**To-do item**. Number each line of the records below as one list, leaving out any blank lines.

**Exercise material**.
☆ ☆ ☆ ☆

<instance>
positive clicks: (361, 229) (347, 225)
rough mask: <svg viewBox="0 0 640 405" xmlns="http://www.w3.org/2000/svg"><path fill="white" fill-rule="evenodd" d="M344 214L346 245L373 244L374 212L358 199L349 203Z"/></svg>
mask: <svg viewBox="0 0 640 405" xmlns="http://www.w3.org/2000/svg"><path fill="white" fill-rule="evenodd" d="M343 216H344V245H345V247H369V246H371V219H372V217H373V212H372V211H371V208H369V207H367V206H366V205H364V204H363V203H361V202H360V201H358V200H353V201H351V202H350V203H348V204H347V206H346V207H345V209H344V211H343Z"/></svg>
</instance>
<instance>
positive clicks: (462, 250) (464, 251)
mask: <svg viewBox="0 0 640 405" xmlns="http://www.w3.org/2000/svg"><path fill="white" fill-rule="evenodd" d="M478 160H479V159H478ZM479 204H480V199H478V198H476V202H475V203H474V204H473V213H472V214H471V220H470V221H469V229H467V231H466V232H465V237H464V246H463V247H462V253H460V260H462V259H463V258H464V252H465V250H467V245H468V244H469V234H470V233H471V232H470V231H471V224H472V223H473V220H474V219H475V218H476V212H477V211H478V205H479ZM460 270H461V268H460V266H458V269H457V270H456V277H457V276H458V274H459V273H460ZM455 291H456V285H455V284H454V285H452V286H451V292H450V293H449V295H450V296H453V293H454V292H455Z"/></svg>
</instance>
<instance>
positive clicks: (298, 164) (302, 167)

☆ ☆ ☆ ☆

**Result of this task**.
1. <instance>
2. positive clicks: (361, 229) (347, 225)
3. rough mask: <svg viewBox="0 0 640 405" xmlns="http://www.w3.org/2000/svg"><path fill="white" fill-rule="evenodd" d="M344 214L346 245L373 244L374 212L358 199L349 203Z"/></svg>
4. mask: <svg viewBox="0 0 640 405" xmlns="http://www.w3.org/2000/svg"><path fill="white" fill-rule="evenodd" d="M343 216H344V245H345V247H369V246H371V219H372V217H373V212H372V211H371V208H369V207H367V206H366V205H364V204H363V203H361V202H360V201H358V200H353V201H351V202H350V203H348V204H347V206H346V207H345V209H344V211H343Z"/></svg>
5. </instance>
6. <instance>
7. positive clicks: (462, 250) (464, 251)
8. mask: <svg viewBox="0 0 640 405" xmlns="http://www.w3.org/2000/svg"><path fill="white" fill-rule="evenodd" d="M478 160H479V159H478ZM479 204H480V199H478V198H476V202H475V203H474V204H473V213H472V214H471V220H470V221H469V229H467V231H466V232H465V237H464V246H463V247H462V253H460V260H462V259H463V258H464V252H465V250H467V245H468V244H469V234H470V233H471V232H470V231H471V224H472V223H473V220H474V219H475V218H476V212H477V211H478V205H479ZM460 270H461V268H460V266H458V269H457V270H456V277H457V276H458V274H459V273H460ZM455 291H456V285H455V284H454V285H452V286H451V292H450V293H449V295H450V296H453V293H454V292H455Z"/></svg>
9. </instance>
10. <instance>
11. positive clicks: (298, 164) (302, 167)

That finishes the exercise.